> _WHAT IS BEING ASKED_
Reproduce every one of the lines below verbatim, with nothing changed, added, or left out.

[Excerpts from point annotation data]

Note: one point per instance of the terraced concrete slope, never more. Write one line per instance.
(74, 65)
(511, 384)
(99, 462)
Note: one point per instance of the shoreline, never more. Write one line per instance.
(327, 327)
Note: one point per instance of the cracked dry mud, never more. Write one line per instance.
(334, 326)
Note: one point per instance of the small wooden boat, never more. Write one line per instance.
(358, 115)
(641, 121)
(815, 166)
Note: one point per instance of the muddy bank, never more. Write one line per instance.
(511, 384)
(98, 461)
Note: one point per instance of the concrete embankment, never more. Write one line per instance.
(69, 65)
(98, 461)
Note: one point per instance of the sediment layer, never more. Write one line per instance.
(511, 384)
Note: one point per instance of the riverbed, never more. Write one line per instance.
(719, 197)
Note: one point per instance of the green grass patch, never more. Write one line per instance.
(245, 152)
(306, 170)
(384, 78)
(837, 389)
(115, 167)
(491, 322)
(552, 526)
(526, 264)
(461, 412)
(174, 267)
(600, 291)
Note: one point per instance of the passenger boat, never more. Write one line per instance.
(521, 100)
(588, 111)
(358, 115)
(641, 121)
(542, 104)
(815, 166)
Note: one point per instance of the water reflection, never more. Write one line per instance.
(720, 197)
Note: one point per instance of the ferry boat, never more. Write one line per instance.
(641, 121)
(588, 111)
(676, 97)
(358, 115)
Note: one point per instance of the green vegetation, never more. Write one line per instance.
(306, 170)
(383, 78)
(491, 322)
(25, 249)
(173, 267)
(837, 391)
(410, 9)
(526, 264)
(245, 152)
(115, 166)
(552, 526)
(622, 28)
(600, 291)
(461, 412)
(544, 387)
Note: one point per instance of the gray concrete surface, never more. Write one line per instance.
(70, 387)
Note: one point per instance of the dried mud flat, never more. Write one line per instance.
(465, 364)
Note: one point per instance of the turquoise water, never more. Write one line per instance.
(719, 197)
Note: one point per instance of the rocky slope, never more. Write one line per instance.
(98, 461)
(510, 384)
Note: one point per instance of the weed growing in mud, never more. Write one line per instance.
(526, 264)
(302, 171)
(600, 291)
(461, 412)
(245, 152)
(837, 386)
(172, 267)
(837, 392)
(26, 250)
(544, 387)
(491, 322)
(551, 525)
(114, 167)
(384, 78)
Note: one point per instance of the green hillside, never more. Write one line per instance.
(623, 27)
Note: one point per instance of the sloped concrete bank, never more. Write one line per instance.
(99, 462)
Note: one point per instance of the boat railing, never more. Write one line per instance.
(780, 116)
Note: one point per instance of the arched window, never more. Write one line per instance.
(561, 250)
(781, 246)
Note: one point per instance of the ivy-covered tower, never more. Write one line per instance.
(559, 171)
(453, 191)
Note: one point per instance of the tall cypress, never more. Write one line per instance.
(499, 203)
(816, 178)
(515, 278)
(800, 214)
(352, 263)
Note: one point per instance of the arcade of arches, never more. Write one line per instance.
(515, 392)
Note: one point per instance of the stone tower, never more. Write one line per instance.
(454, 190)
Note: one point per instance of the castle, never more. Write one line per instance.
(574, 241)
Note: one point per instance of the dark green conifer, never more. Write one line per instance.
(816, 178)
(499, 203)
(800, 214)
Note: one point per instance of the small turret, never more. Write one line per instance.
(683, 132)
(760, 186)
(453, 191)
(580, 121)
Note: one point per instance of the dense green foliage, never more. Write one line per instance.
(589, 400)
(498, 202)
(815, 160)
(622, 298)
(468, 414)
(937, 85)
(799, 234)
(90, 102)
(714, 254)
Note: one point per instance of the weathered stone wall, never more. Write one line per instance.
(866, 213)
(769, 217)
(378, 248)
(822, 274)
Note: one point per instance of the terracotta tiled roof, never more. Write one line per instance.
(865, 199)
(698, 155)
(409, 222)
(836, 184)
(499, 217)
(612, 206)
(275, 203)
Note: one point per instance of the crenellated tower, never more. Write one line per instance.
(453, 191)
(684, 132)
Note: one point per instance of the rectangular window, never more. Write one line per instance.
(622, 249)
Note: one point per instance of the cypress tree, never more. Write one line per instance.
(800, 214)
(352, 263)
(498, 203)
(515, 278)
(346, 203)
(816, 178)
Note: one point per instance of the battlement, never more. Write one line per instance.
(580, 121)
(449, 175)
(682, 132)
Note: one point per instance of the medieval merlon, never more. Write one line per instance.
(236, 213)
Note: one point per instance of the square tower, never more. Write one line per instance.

> _THE RESULT_
Note: one point per instance of the terraced concrete slope, never more. Write one line per instance.
(74, 65)
(511, 384)
(99, 462)
Note: one point per instance of the shoreline, never more. Write one line per instance.
(327, 327)
Note: one point per instance of the cracked dry mud, never more. Write one line per instance.
(334, 326)
Note: one point per instance of the small wooden boat, never more. Write one line per instance.
(358, 115)
(641, 121)
(815, 166)
Note: one point per instance of the muddy bank, never more. Write one line per instance.
(511, 384)
(98, 461)
Note: one point per instance of the concrete embankment, never more. Write one line per instance.
(69, 65)
(98, 461)
Note: one point per instance of the sediment layer, never more. Write one line per instance.
(511, 384)
Note: one point per instance of the riverbed, never more. Write one line per instance.
(719, 197)
Note: one point per instance of the green grass patch, never more. Write one line per instance.
(245, 152)
(306, 170)
(384, 78)
(837, 389)
(115, 167)
(491, 322)
(552, 526)
(526, 264)
(461, 412)
(174, 267)
(600, 291)
Note: one point per instance of the passenger boat, never more. Write one line per instance.
(521, 100)
(588, 111)
(358, 115)
(641, 121)
(542, 104)
(815, 166)
Note: one point per instance of the water reflection, never more. Write one line per instance.
(720, 197)
Note: one point per instance of the ferry boat, never more. Write one line per instance.
(641, 121)
(588, 111)
(676, 97)
(358, 115)
Note: one point per instance of the green vegetation, never more. Write one line per instance.
(306, 170)
(383, 78)
(491, 322)
(25, 249)
(173, 267)
(837, 391)
(410, 9)
(526, 264)
(245, 152)
(115, 166)
(552, 526)
(622, 28)
(600, 291)
(461, 412)
(544, 387)
Note: one point per instance of the gray concrete surface, never more. Write one line per instance.
(70, 387)
Note: one point per instance of the dried mud flat, never more. Write one line per instance.
(465, 364)
Note: one point per instance of the turquoise water, never more. Write one line per instance.
(719, 197)
Note: one point per instance of the rocky slope, never more. Write one line per instance.
(98, 461)
(510, 384)
Note: one point per instance of the weed growing in mud, never more. Write one line per instance.
(526, 264)
(302, 171)
(600, 291)
(461, 412)
(245, 152)
(837, 386)
(172, 267)
(837, 392)
(26, 250)
(544, 387)
(491, 322)
(551, 525)
(114, 167)
(384, 78)
Note: one point per instance of the green hillside, never more. Write one line per instance.
(623, 27)
Note: one point per instance of the sloped concrete bank, never more. Write one line per instance.
(99, 462)
Note: one point per instance of the boat railing, never more. Write one line per instance.
(780, 116)
Note: one point per instance of the arched window, never more. Write one line per instance.
(561, 250)
(781, 246)
Note: one point per instance of the ivy-covered tower, never more. Write one line per instance.
(559, 171)
(453, 191)
Note: one point per instance of the tall cypress, never more. Write one line per instance.
(499, 203)
(816, 178)
(515, 278)
(800, 214)
(352, 263)
Note: one point per instance of the arcade of arches, never more. Write one line per instance.
(515, 392)
Note: one point per instance of the stone tower, never more. Write one line per instance.
(454, 190)
Note: one point per instance of the castle, never more. Write one line per instance.
(574, 241)
Note: one point per instance of the dark green conifer, never more. Write one line per instance.
(816, 178)
(499, 203)
(800, 214)
Note: one point per instance of the small turret, never more. Write one line per instance.
(683, 132)
(760, 186)
(453, 191)
(580, 121)
Note: one point per instance of the dense green foliage, never more. Write one line per instance.
(589, 400)
(498, 202)
(815, 160)
(622, 298)
(468, 414)
(937, 85)
(799, 234)
(90, 102)
(714, 254)
Note: one point per instance of the weathered stone wall, never more. Write one line per instance.
(866, 213)
(769, 217)
(378, 248)
(822, 274)
Note: one point per instance of the terracotta tiled roof, never more. Write one line per instance.
(865, 199)
(698, 155)
(409, 222)
(836, 184)
(499, 217)
(612, 206)
(275, 203)
Note: one point per instance of the crenellated tower, never more. Write one line per instance.
(453, 191)
(684, 132)
Note: one point per instance of the rectangular window, never more. Write one line per instance.
(622, 249)
Note: one point per instance of the cypress tree, never more. Write one line per instance.
(800, 214)
(352, 263)
(498, 203)
(515, 278)
(346, 203)
(816, 178)
Note: one point per instance of the battlement, never more. Write one line per instance.
(580, 121)
(449, 175)
(682, 132)
Note: one point per instance of the medieval merlon, never more. Write one line per instance.
(236, 213)
Note: one point per instance of the square tower, never more. Write one line per instance.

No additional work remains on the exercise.